This paper addresses two interrelated dimensions of child development: the practical considerations parents face when choosing child care, and the broader influence of parenting style on children's social development. The first section reviews research on child care quality, timing, and duration, highlighting how maternal role satisfaction and infant-mother attachment shape outcomes. The second section examines how early attachment classifications — secure, avoidant, anxious-resistant, and disorganized — predict children's psychosocial behavior, and how concurrent changes in parenting quality can alter those developmental trajectories. Cross-cultural differences in parental control and attachment behavior are also discussed. Together, the two sections draw on landmark studies, including the NICHD Study of Early Child Care, to offer evidence-based guidance for parents.
Child care and day care institutions are very much part of family life in contemporary Western societies. Our new generation of parents, especially mothers, have been encouraged to believe that starting a family is no longer an impediment to having an enduring career that is both personally and financially rewarding. It can be an elusive goal, but work-family balance is increasingly becoming feasible, thanks to modern technology, flexible working conditions, and the availability of child care. Recent statistics show that up to 78% of previously working first-time mothers in the United States return to their jobs by the time their babies turn 12 months old, and that the majority of them use child care and family day care centers (Hann et al., 2001, in Harrison and Ungerer, 2002). "Child care" has a broad definition and is not limited to organized, center-based institutions. In fact, it includes any regular non-maternal care of ten hours or more, including care by fathers, grandparents, and other relatives, whether in the home or out of the home (Belsky et al., 2007). It also includes the use of nannies and family day care, wherein a mother cares for her own children and a few others in a home setting.

### [Supplied data]

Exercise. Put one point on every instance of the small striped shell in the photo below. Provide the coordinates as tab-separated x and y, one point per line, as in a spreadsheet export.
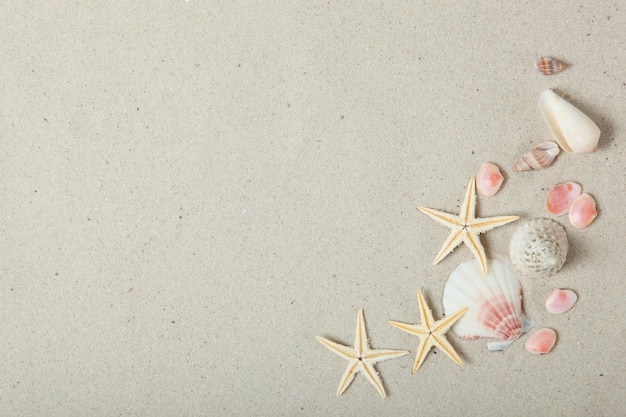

### [Exercise requirements]
1. How does the child care paper define "child care" in terms of hours?
2. Extend the paper on child care and parenting style, starting after its final sentence.

### [Outputs by task]
1. It defines child care as any regular non-maternal care of ten hours or more.

2.
This paper addresses the important factors affecting child care use and its implications for the child's cognitive and social outcomes. Any concerned parent may find useful the theories and research data presented here in terms of knowing how to make child care work for them. The decision on whether to use child care ultimately depends on the parents' needs and circumstances. Some parents do so for financial reasons such as mortgage responsibilities and lifestyle choices. However, the most common reason for using child care is the mother's desire to return to work. Studies show that women who are first-time mothers, highly educated, and have higher socioeconomic status are more likely to return to work earlier than others (Harrison and Ungerer, 2002).
Although society in general still holds the traditional view that mothers are best placed to care for their babies and must therefore sacrifice career for family, there is strong ongoing evidence that mothers care for their children more effectively when they feel secure in whatever role they fulfill, whether as a paid employee or a homemaker. In other words, it is not working or staying at home full-time per se that matters, but the mother's attitude and feelings towards her role. Studies show that role satisfaction — whether as a paid worker or homemaker — is associated with more effective child-rearing experiences (Bronfenbrenner and Crouter, 1991, in Harrison and Ungerer, 2002), whereas role conflict is linked with stress, depression, and less positive mothering experiences (Hock and deMeis, 1990; Pistrang, 1984, in Harrison and Ungerer, 2002).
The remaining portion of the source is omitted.